● **작업 지시**:
아래 목록에서 문자열 "white"를 포함한 줄의 개수를 숫자 하나로만 답하세요. 대소문자를 구별합니다.

● **원본 자료**:
────────────────

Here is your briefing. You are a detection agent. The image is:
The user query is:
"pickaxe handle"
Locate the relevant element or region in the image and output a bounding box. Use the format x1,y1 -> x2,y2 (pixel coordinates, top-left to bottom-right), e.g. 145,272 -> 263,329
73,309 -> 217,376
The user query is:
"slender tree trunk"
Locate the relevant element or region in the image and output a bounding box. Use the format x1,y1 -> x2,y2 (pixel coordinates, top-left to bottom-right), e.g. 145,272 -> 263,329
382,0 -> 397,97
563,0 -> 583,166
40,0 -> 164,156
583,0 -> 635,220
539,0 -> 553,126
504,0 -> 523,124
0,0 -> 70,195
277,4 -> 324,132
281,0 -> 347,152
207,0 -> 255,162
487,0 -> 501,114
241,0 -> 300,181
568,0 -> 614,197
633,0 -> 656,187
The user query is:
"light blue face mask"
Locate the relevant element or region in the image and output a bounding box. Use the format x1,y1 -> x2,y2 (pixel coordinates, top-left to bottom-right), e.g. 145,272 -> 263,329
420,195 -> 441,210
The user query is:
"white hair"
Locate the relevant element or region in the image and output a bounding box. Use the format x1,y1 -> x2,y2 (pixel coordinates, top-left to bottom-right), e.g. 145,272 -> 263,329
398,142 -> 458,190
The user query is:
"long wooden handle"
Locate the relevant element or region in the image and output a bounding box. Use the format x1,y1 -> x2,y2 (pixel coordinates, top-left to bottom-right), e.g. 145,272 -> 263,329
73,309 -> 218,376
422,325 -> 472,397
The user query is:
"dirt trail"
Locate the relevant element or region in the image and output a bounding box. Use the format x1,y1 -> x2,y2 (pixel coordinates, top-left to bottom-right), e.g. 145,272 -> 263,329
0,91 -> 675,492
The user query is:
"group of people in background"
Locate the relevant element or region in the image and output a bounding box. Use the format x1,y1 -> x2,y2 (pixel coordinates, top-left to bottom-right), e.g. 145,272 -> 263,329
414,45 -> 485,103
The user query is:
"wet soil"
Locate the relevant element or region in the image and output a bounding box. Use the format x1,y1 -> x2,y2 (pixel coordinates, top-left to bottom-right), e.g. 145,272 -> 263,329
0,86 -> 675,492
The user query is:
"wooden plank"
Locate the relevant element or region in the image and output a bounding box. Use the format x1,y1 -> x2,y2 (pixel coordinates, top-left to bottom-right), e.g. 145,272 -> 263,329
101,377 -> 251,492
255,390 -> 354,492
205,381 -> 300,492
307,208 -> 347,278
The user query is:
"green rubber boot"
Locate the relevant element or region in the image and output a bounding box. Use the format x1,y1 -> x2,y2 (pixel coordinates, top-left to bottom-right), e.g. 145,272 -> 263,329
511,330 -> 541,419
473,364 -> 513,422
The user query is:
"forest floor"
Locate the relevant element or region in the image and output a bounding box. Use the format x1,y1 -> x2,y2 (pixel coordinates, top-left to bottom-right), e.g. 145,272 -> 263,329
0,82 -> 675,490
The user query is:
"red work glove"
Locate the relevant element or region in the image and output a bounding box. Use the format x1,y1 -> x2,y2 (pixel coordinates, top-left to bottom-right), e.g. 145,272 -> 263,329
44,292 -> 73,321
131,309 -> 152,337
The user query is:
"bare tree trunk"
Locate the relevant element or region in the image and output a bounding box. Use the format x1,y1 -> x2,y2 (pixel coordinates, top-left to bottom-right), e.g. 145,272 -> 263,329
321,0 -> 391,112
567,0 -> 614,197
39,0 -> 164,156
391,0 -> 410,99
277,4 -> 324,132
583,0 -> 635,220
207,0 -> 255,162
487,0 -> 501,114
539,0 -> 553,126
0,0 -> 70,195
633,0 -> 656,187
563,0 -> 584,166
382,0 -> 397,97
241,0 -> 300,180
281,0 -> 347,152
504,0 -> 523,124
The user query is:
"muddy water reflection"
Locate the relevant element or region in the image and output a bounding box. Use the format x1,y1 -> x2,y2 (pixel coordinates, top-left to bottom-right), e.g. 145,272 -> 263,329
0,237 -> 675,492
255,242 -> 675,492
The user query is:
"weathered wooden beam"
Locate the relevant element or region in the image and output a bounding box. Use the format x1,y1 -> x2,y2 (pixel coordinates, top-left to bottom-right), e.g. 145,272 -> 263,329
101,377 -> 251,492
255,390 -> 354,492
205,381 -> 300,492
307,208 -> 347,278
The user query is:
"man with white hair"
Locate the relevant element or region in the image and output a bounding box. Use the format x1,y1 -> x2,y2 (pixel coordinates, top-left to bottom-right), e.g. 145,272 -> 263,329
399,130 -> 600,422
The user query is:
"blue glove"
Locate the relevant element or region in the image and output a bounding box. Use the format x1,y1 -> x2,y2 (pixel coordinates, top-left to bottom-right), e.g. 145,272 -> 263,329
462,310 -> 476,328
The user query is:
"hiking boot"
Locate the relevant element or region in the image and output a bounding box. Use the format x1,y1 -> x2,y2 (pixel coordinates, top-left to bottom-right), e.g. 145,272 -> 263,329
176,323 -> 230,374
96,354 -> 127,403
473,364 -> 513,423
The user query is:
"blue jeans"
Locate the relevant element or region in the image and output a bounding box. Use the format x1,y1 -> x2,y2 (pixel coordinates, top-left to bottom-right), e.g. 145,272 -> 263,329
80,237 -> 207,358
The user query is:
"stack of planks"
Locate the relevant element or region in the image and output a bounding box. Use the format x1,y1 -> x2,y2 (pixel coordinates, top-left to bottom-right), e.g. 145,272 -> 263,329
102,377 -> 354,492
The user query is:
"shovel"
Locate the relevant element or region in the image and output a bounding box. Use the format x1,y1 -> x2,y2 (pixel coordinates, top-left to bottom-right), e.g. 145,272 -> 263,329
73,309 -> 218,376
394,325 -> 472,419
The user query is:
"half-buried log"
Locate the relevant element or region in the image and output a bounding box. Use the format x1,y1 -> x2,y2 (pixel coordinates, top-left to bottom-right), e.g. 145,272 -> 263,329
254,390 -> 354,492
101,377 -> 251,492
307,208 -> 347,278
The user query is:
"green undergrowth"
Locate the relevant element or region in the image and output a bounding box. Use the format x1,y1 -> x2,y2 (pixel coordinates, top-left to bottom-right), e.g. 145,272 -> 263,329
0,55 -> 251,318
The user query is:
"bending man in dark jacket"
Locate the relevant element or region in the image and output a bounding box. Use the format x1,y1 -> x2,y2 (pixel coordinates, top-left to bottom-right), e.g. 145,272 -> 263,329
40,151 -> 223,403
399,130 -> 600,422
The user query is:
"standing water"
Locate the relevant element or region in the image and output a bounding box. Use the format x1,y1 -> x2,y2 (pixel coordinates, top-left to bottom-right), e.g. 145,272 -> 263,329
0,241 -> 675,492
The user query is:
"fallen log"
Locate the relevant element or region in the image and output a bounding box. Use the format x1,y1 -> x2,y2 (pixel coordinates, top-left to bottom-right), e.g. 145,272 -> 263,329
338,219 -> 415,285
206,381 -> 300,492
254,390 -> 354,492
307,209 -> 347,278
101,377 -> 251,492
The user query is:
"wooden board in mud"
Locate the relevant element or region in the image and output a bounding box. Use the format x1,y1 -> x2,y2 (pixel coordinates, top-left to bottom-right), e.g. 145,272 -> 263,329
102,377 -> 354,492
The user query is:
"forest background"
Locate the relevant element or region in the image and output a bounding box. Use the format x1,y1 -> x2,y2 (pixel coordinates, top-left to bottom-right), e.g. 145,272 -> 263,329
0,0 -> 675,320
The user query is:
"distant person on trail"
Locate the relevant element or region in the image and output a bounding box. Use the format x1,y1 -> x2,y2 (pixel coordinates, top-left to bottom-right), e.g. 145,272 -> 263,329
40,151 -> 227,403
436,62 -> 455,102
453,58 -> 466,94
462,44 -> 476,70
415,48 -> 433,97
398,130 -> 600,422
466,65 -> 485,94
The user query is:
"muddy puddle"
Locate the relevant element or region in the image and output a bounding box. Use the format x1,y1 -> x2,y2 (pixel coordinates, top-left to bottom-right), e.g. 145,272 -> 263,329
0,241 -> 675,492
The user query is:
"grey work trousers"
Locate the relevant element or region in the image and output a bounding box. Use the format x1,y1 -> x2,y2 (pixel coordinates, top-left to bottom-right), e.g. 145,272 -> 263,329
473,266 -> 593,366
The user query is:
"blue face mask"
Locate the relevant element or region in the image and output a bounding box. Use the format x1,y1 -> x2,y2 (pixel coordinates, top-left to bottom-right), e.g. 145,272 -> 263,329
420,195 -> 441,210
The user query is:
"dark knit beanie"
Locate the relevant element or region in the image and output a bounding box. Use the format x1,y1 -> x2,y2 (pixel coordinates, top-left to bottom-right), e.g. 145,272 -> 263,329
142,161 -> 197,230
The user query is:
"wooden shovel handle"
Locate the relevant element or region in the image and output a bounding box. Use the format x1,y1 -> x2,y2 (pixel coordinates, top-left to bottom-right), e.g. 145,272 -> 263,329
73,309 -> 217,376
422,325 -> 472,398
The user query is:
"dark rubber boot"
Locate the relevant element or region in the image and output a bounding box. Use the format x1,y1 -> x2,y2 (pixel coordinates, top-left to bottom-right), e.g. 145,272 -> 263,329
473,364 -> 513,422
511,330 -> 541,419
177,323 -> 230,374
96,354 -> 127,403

────────────────

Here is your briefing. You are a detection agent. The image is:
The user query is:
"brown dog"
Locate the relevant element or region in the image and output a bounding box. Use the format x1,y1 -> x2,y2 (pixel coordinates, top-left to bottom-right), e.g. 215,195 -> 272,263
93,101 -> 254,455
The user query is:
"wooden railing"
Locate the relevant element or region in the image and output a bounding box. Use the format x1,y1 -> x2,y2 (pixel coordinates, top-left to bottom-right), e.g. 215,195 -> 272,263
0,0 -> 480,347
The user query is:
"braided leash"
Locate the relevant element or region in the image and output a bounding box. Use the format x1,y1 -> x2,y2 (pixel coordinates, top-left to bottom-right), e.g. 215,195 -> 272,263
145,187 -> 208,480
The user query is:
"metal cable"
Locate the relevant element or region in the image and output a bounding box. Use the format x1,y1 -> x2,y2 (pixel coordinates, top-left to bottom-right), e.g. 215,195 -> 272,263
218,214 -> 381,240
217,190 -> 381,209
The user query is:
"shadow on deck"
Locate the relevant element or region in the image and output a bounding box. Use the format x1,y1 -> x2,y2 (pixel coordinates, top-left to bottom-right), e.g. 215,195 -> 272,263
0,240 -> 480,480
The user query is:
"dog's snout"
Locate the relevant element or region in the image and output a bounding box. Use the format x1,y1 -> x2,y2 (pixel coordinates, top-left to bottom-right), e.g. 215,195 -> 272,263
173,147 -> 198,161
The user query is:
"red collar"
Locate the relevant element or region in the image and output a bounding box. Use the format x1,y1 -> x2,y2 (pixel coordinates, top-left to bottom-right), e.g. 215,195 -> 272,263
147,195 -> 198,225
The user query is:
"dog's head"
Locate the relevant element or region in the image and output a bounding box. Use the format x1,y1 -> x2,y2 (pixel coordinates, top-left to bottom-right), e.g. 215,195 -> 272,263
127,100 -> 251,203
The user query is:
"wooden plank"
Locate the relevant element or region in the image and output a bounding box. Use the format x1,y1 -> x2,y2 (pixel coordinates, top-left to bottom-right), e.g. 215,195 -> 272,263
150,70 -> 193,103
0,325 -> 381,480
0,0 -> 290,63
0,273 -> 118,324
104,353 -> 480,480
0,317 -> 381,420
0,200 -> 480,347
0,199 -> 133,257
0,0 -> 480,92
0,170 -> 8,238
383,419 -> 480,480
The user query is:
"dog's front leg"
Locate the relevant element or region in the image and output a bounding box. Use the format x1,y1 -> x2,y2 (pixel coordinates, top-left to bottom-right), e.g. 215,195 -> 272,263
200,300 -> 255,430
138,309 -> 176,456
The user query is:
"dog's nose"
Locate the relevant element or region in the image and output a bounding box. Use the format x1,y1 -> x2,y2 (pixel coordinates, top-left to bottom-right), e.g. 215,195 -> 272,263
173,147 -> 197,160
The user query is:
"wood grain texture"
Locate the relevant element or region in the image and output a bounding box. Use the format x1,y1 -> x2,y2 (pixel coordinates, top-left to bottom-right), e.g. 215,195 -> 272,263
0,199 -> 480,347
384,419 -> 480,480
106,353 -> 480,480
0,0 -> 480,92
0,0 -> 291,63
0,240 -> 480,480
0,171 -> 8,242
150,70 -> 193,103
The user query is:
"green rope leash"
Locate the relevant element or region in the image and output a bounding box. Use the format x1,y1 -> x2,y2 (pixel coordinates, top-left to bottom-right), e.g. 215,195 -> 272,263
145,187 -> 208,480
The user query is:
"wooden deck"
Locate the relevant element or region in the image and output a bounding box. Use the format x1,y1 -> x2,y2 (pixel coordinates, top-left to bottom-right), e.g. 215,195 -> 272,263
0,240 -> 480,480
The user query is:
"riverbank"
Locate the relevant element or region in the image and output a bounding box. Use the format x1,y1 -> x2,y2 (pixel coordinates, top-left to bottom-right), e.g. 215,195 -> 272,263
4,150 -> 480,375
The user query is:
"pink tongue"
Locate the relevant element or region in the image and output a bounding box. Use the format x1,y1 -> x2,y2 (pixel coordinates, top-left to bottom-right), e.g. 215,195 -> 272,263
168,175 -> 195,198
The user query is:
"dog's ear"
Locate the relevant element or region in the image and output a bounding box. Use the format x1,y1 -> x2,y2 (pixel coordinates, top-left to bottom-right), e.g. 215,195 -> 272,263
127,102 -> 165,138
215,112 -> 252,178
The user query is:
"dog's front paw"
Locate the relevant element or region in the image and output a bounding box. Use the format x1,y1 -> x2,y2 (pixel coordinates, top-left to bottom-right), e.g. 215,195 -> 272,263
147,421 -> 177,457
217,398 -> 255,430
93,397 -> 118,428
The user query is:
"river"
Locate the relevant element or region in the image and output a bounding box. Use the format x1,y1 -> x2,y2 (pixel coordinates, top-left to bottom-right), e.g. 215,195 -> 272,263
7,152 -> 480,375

────────────────

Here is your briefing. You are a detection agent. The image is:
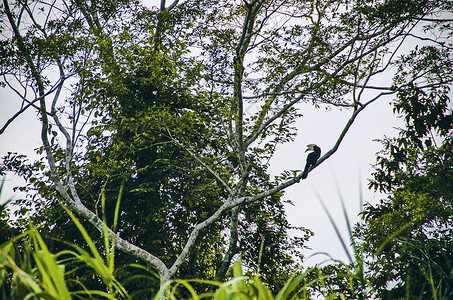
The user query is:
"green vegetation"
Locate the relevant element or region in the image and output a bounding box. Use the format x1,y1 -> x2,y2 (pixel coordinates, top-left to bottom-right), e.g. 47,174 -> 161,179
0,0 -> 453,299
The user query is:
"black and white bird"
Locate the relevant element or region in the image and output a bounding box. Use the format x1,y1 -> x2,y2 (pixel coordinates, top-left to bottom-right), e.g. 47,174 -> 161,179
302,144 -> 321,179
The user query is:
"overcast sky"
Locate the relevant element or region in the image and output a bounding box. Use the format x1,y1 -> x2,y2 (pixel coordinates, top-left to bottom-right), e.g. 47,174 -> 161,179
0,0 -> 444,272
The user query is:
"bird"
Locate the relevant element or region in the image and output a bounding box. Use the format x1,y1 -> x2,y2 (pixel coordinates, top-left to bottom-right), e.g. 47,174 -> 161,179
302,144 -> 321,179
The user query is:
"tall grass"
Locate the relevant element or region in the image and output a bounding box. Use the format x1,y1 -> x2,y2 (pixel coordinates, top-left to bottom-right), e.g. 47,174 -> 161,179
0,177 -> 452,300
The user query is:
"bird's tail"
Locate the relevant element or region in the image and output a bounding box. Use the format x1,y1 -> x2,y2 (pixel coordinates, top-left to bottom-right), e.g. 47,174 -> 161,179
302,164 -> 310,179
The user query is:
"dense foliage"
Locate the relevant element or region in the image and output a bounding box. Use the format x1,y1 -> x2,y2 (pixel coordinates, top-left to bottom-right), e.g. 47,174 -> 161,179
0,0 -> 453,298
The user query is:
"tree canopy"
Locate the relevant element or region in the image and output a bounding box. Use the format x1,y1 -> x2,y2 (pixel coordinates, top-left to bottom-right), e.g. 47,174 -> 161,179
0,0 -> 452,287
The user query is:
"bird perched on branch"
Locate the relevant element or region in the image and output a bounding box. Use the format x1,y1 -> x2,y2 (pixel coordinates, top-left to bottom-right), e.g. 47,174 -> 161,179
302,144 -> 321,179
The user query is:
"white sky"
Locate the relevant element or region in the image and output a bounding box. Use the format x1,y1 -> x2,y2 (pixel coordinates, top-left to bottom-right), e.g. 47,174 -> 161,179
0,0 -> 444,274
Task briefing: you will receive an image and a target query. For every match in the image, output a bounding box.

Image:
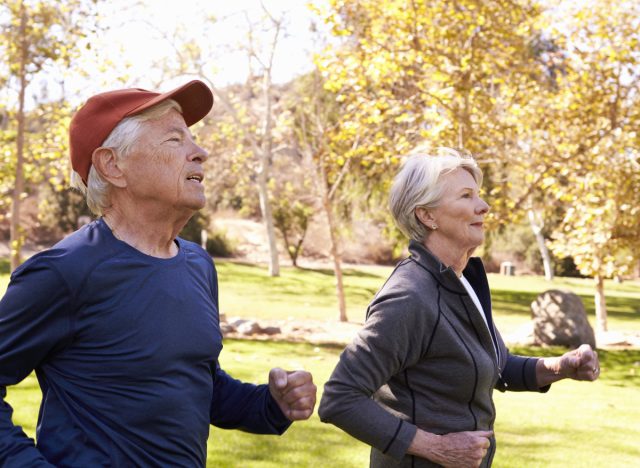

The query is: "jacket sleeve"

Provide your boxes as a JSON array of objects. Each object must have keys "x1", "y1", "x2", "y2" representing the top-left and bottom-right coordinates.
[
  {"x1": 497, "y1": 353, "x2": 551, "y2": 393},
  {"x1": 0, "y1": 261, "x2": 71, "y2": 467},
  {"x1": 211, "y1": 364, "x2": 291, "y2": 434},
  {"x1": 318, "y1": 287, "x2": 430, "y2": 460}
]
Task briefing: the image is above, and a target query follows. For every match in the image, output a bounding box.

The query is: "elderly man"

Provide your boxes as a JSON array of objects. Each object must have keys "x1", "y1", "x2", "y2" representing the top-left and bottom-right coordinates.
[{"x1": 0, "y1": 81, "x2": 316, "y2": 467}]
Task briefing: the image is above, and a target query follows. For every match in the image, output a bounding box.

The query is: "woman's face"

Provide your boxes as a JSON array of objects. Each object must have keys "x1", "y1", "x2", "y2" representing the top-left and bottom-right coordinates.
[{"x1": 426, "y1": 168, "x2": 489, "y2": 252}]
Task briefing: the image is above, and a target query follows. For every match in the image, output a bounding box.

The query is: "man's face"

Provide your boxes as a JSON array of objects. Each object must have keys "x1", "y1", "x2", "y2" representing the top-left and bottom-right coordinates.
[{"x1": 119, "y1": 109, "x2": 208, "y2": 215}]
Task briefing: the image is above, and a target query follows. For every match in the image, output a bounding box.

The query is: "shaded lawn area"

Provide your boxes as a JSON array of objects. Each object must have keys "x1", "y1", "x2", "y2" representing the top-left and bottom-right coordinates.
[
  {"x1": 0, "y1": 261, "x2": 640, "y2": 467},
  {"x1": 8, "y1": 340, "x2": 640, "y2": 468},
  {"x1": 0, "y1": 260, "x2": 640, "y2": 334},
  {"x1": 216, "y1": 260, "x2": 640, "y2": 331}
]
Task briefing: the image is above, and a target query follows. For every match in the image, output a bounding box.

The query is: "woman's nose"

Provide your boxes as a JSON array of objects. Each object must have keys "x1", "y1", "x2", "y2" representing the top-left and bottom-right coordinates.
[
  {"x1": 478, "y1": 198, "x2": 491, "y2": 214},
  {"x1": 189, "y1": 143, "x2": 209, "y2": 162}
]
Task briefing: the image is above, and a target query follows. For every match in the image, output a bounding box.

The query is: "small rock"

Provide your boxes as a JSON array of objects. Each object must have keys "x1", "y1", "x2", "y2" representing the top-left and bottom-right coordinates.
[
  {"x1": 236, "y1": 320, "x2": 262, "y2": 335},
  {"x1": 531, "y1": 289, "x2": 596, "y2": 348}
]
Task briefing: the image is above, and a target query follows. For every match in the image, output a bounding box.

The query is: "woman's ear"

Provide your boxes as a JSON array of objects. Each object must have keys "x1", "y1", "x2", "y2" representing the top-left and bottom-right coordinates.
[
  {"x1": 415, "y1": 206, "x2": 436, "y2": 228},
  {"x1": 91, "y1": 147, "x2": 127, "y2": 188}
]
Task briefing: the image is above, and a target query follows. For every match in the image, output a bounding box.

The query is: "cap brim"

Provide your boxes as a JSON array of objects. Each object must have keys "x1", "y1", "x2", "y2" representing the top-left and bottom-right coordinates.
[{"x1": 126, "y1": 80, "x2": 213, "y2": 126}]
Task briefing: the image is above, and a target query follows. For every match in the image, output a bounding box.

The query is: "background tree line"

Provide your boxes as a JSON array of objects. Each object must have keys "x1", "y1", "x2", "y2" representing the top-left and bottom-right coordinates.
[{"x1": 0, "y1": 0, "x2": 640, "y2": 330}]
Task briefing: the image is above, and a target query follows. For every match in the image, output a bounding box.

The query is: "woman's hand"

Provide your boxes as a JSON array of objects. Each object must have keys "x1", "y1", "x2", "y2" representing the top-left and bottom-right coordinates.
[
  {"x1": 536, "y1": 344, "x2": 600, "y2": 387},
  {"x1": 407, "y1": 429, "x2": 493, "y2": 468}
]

────────────────

● **완료된 작업**:
4